> _PROBLEM TO WORK ON_
Reproduce the entire passage below about the Common concert, word for word and without omissions.

The perseverance of a rebel I drop heavier levels
Its unseen or heard, a king with words
Cant knock the hustle, but I’ve seen street dreams deferred
Dark spots in my mind where the scene occurred
Some say I’m too deep, I’m in too deep to sleep

then,

In front of two-inch glass and Arabs I order fries
Inspiration when I write, I see my daughters eyes
I’m the truth

The man said he was the truth and I believed him, I totally fucking believed him. I once started a year at the Laundromat, trying to clean up the evidence of midnight’s debauchery, think about my life and putting this song on autorepeat till it’d played some twenty or so times. I didn’t come up with any epiphanies but I definitely came away convinced of the utter level of insanity Comm had unleashed. Thing is, on the album Like Water, this track is followed by the most misogynist little skit that ostensibly pokes fun at the idea of the conscious brother who is in fact a pimp. Let no one say the man ain’t self conscious.

Anyway, all this just to say I don’t trust boho dudes. Back to the concert. I hated Be. I thought every critic who said it was the greatest thing since hip hop escaped New York must have been totally smoked out both while listening to the album and writing the review, and as I don’t smoke weed or sess (cause, like the good Dr. said before dropping two albums named for the most potent strain of the shit, that stuff causes brain damage), I respectfully disagreed. In concert though, Com made it work. His enthusiasm, untouchable skill and charisma were off the books. And he didn’t no crappy hypeman either, none of that fake rap concert crap where you make up for your weak voice (what up Lupe) or crappy memory (too many of them to name) by having someone else rap your songs. Common had his lines down and performed them right. The band he had backing him played everything a lot harder and funkier than on the record, and so most of the tracks lost their Ambien like effect. Common also had the most bananas DJ on stage, some cat named DJ Dummy. Dummy got his spotlight halfway through the show, taking and scratching to death the superawesome Rob Bass and DJ EZ Rock vehicle, “It Takes Two” (this one’s a contender for greatest songs of all time). Them Brooklyn boys don’t play. This dude was totally off the hook. After seeing EZ-Trip and Kid Capri spinning earlier, I was reconfirmed in my opinion that people should not dabble in things such as being a DJ, that if they were going to do it, they ought to do it right. After I saw this kid, I was of the opinion that all the wannabe DJs should just give up and let the pros do their thing. Don’t be mad, UPS is hiring.

> _ENTRIES PROVIDED_

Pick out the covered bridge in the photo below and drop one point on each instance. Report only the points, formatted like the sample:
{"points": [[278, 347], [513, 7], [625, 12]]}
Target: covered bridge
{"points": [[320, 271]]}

--

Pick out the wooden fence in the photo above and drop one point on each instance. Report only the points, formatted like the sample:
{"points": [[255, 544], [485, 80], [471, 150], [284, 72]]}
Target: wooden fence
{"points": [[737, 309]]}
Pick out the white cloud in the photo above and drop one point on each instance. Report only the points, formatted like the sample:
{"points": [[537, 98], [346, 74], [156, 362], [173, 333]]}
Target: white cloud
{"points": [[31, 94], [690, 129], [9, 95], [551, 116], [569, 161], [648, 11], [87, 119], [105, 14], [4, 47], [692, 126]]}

> _SOLUTION FOR THIS PROBLEM_
The perseverance of a rebel I drop heavier levels
Its unseen or heard, a king with words
Cant knock the hustle, but I’ve seen street dreams deferred
Dark spots in my mind where the scene occurred
Some say I’m too deep, I’m in too deep to sleep

then,

In front of two-inch glass and Arabs I order fries
Inspiration when I write, I see my daughters eyes
I’m the truth

The man said he was the truth and I believed him, I totally fucking believed him. I once started a year at the Laundromat, trying to clean up the evidence of midnight’s debauchery, think about my life and putting this song on autorepeat till it’d played some twenty or so times. I didn’t come up with any epiphanies but I definitely came away convinced of the utter level of insanity Comm had unleashed. Thing is, on the album Like Water, this track is followed by the most misogynist little skit that ostensibly pokes fun at the idea of the conscious brother who is in fact a pimp. Let no one say the man ain’t self conscious.

Anyway, all this just to say I don’t trust boho dudes. Back to the concert. I hated Be. I thought every critic who said it was the greatest thing since hip hop escaped New York must have been totally smoked out both while listening to the album and writing the review, and as I don’t smoke weed or sess (cause, like the good Dr. said before dropping two albums named for the most potent strain of the shit, that stuff causes brain damage), I respectfully disagreed. In concert though, Com made it work. His enthusiasm, untouchable skill and charisma were off the books. And he didn’t no crappy hypeman either, none of that fake rap concert crap where you make up for your weak voice (what up Lupe) or crappy memory (too many of them to name) by having someone else rap your songs. Common had his lines down and performed them right. The band he had backing him played everything a lot harder and funkier than on the record, and so most of the tracks lost their Ambien like effect. Common also had the most bananas DJ on stage, some cat named DJ Dummy. Dummy got his spotlight halfway through the show, taking and scratching to death the superawesome Rob Bass and DJ EZ Rock vehicle, “It Takes Two” (this one’s a contender for greatest songs of all time). Them Brooklyn boys don’t play. This dude was totally off the hook. After seeing EZ-Trip and Kid Capri spinning earlier, I was reconfirmed in my opinion that people should not dabble in things such as being a DJ, that if they were going to do it, they ought to do it right. After I saw this kid, I was of the opinion that all the wannabe DJs should just give up and let the pros do their thing. Don’t be mad, UPS is hiring.